(What you are asked to do) How many separate lines of the data contain "clicks"? Give the count and nothing else.

>>>>

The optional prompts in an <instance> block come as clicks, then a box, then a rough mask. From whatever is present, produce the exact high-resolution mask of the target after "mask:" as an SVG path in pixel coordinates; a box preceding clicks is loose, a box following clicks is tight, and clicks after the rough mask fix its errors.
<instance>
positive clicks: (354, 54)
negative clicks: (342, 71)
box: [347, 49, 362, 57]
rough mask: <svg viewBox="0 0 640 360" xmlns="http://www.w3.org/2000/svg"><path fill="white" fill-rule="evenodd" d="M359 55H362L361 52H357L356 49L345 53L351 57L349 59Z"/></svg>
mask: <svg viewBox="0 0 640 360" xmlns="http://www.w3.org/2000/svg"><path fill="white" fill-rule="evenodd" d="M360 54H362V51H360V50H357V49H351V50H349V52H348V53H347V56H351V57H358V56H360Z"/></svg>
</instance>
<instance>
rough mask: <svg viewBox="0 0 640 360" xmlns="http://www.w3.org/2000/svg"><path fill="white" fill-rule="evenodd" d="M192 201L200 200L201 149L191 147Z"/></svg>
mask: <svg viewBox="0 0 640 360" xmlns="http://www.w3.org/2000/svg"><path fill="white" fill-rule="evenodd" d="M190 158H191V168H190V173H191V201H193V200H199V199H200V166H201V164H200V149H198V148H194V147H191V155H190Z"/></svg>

<<<<

(Solution for this task) 3